Assigned task → Make an exact copy of each entry, leaving out every picture.
-- Supplied data follows --
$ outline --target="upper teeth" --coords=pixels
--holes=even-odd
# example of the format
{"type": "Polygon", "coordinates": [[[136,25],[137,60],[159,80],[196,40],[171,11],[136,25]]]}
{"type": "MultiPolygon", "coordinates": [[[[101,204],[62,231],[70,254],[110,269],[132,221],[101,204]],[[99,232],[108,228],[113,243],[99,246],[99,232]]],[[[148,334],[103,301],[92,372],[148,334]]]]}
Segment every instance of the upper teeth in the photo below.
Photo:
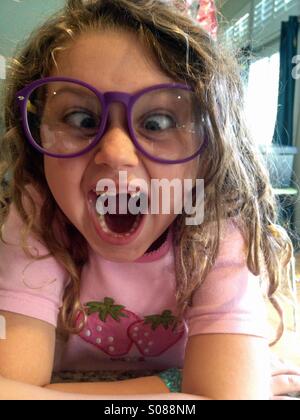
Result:
{"type": "MultiPolygon", "coordinates": [[[[110,196],[115,196],[116,194],[109,192],[109,191],[96,191],[94,190],[94,192],[97,194],[98,197],[110,197],[110,196]]],[[[141,191],[132,191],[129,192],[128,194],[130,194],[131,198],[136,198],[136,197],[140,197],[141,196],[141,191]]]]}
{"type": "Polygon", "coordinates": [[[141,196],[141,191],[135,191],[130,193],[131,198],[136,198],[141,196]]]}

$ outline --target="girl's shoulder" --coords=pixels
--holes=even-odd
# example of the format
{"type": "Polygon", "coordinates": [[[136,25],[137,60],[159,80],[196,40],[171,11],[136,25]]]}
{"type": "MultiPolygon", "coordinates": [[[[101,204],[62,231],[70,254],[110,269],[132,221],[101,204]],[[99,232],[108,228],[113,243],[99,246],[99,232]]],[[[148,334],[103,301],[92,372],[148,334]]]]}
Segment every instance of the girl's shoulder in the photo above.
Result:
{"type": "MultiPolygon", "coordinates": [[[[39,205],[41,197],[33,192],[39,205]]],[[[26,199],[25,199],[26,201],[26,199]]],[[[15,203],[2,226],[0,240],[0,310],[30,316],[54,326],[69,276],[37,237],[29,234],[15,203]]]]}
{"type": "Polygon", "coordinates": [[[267,337],[261,279],[248,268],[247,254],[240,221],[224,220],[215,263],[194,293],[187,311],[190,335],[227,333],[267,337]]]}
{"type": "Polygon", "coordinates": [[[219,239],[217,264],[224,260],[245,263],[247,244],[238,218],[231,217],[221,222],[219,239]]]}

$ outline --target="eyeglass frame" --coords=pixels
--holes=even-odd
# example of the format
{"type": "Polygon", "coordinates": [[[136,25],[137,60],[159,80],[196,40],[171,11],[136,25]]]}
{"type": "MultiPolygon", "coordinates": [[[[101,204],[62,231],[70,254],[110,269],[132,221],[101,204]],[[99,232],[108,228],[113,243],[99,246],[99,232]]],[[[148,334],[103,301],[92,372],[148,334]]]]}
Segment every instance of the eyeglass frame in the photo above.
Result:
{"type": "Polygon", "coordinates": [[[93,150],[98,145],[98,143],[100,143],[104,133],[106,132],[107,119],[108,119],[108,115],[109,115],[110,105],[114,102],[118,102],[118,103],[122,103],[126,108],[127,128],[129,130],[129,135],[130,135],[131,141],[133,142],[134,146],[136,147],[136,149],[141,154],[143,154],[148,159],[150,159],[150,160],[152,160],[156,163],[172,165],[172,164],[189,162],[189,161],[195,159],[198,155],[200,155],[202,153],[202,151],[205,149],[205,147],[207,146],[206,136],[204,136],[203,144],[201,145],[200,149],[197,152],[195,152],[192,156],[190,156],[188,158],[177,159],[177,160],[168,160],[168,159],[157,158],[157,157],[149,154],[146,150],[144,150],[142,148],[142,146],[139,144],[139,141],[136,138],[136,135],[135,135],[135,132],[134,132],[134,129],[133,129],[133,126],[132,126],[132,122],[131,122],[133,106],[135,105],[136,101],[141,96],[143,96],[144,94],[149,93],[149,92],[154,92],[155,90],[161,90],[161,89],[182,89],[182,90],[191,91],[191,92],[193,91],[193,89],[190,86],[185,85],[185,84],[163,83],[163,84],[158,84],[158,85],[150,86],[148,88],[139,90],[135,94],[129,94],[129,93],[117,92],[117,91],[101,92],[100,90],[96,89],[94,86],[92,86],[88,83],[85,83],[81,80],[77,80],[77,79],[73,79],[73,78],[69,78],[69,77],[44,77],[42,79],[35,80],[34,82],[30,83],[29,85],[27,85],[24,88],[22,88],[21,90],[19,90],[16,93],[16,101],[17,101],[17,103],[19,105],[19,108],[20,108],[22,127],[23,127],[23,130],[24,130],[24,133],[25,133],[27,139],[28,139],[29,143],[31,144],[31,146],[34,147],[36,150],[38,150],[43,155],[47,155],[47,156],[58,158],[58,159],[71,159],[71,158],[76,158],[76,157],[83,156],[84,154],[93,150]],[[101,121],[101,124],[98,128],[98,133],[95,136],[95,138],[92,140],[92,142],[85,149],[83,149],[80,152],[71,153],[71,154],[67,154],[67,155],[61,155],[61,154],[57,154],[57,153],[47,152],[47,150],[45,150],[44,148],[39,146],[39,144],[32,137],[32,134],[31,134],[31,131],[30,131],[30,128],[29,128],[28,118],[27,118],[27,103],[28,103],[29,96],[38,87],[43,86],[47,83],[52,83],[52,82],[69,82],[69,83],[77,84],[77,85],[82,86],[86,89],[89,89],[91,92],[93,92],[96,95],[96,97],[100,101],[100,104],[101,104],[102,109],[103,109],[103,113],[102,113],[102,121],[101,121]]]}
-- Supplied data concluded --
Answer to this problem →
$ outline --target="upper teeth" --coords=pixels
--holes=even-odd
# example of the format
{"type": "Polygon", "coordinates": [[[136,25],[137,60],[159,80],[196,40],[171,11],[136,25]]]}
{"type": "MultiPolygon", "coordinates": [[[[101,204],[62,231],[70,254],[110,269],[132,221],[101,204]],[[99,232],[108,228],[113,243],[99,246],[99,232]]],[[[148,334],[103,301],[92,372],[148,334]]]]}
Segment every instance of the upper teeth in the photo below.
Photo:
Result:
{"type": "MultiPolygon", "coordinates": [[[[110,196],[115,196],[116,194],[109,192],[109,191],[96,191],[94,190],[94,192],[97,194],[98,197],[110,197],[110,196]]],[[[141,191],[132,191],[129,192],[128,194],[130,194],[131,198],[136,198],[136,197],[140,197],[141,196],[141,191]]]]}
{"type": "Polygon", "coordinates": [[[141,196],[141,191],[135,191],[130,193],[131,198],[136,198],[141,196]]]}

$ outline --target="girl's shoulder" --coords=pixels
--holes=even-odd
# example of the format
{"type": "Polygon", "coordinates": [[[136,25],[137,60],[159,80],[196,40],[171,11],[136,25]]]}
{"type": "MultiPolygon", "coordinates": [[[[101,204],[62,231],[70,254],[110,269],[132,221],[101,204]],[[99,232],[108,228],[113,243],[99,246],[99,232]]],[[[148,334],[103,301],[92,372],[148,334]]]]}
Segment every instance of the girl's shoulder in the photo above.
Result:
{"type": "MultiPolygon", "coordinates": [[[[39,205],[41,197],[33,192],[39,205]]],[[[26,199],[25,199],[26,201],[26,199]]],[[[15,203],[2,226],[0,240],[0,310],[30,316],[54,326],[69,276],[37,237],[29,234],[15,203]]]]}
{"type": "Polygon", "coordinates": [[[267,337],[261,279],[248,268],[247,254],[240,221],[224,220],[215,263],[194,293],[187,311],[190,335],[227,333],[267,337]]]}
{"type": "Polygon", "coordinates": [[[219,239],[217,264],[224,260],[245,263],[247,244],[238,218],[231,217],[221,222],[219,239]]]}

$ outline --target="eyeglass frame" --coords=pixels
--holes=even-odd
# example of the format
{"type": "Polygon", "coordinates": [[[136,25],[137,60],[159,80],[196,40],[171,11],[136,25]]]}
{"type": "MultiPolygon", "coordinates": [[[[101,204],[62,231],[70,254],[110,269],[132,221],[101,204]],[[99,232],[108,228],[113,243],[99,246],[99,232]]],[[[148,334],[103,301],[92,372],[148,334]]]]}
Segment every instance of the eyeglass frame in the photo above.
Result:
{"type": "Polygon", "coordinates": [[[93,150],[98,145],[98,143],[100,143],[104,133],[106,132],[107,119],[108,119],[108,115],[109,115],[110,105],[114,102],[118,102],[118,103],[122,103],[126,108],[127,128],[129,130],[129,135],[130,135],[131,141],[133,142],[134,146],[136,147],[136,149],[141,154],[143,154],[148,159],[150,159],[150,160],[152,160],[156,163],[172,165],[172,164],[189,162],[189,161],[195,159],[198,155],[200,155],[202,153],[202,151],[205,149],[205,147],[207,146],[206,136],[204,136],[203,144],[201,145],[200,149],[197,152],[195,152],[192,156],[190,156],[188,158],[177,159],[177,160],[168,160],[168,159],[157,158],[157,157],[149,154],[146,150],[144,150],[142,148],[142,146],[139,144],[139,141],[136,138],[136,135],[135,135],[135,132],[134,132],[134,129],[133,129],[133,126],[132,126],[132,122],[131,122],[133,106],[135,105],[136,101],[141,96],[143,96],[144,94],[149,93],[149,92],[154,92],[155,90],[161,90],[161,89],[182,89],[182,90],[191,91],[191,92],[193,91],[193,89],[190,86],[185,85],[185,84],[163,83],[163,84],[158,84],[158,85],[150,86],[148,88],[139,90],[135,94],[129,94],[129,93],[117,92],[117,91],[101,92],[100,90],[96,89],[94,86],[92,86],[88,83],[85,83],[81,80],[77,80],[77,79],[73,79],[73,78],[69,78],[69,77],[44,77],[42,79],[35,80],[34,82],[30,83],[29,85],[27,85],[24,88],[22,88],[21,90],[19,90],[16,93],[16,101],[17,101],[17,103],[19,105],[19,108],[20,108],[22,127],[23,127],[23,130],[24,130],[24,133],[25,133],[27,139],[28,139],[29,143],[31,144],[31,146],[34,147],[36,150],[38,150],[43,155],[47,155],[47,156],[58,158],[58,159],[71,159],[71,158],[76,158],[76,157],[83,156],[84,154],[93,150]],[[101,121],[101,124],[98,128],[98,133],[95,136],[95,138],[92,140],[92,142],[85,149],[83,149],[80,152],[71,153],[71,154],[67,154],[67,155],[61,155],[61,154],[57,154],[57,153],[47,152],[47,150],[45,150],[44,148],[39,146],[39,144],[32,137],[32,134],[31,134],[31,131],[30,131],[30,128],[29,128],[28,118],[27,118],[27,103],[28,103],[29,96],[38,87],[43,86],[47,83],[52,83],[52,82],[69,82],[69,83],[77,84],[77,85],[82,86],[86,89],[89,89],[91,92],[93,92],[96,95],[96,97],[100,101],[100,104],[101,104],[102,109],[103,109],[103,113],[102,113],[102,121],[101,121]]]}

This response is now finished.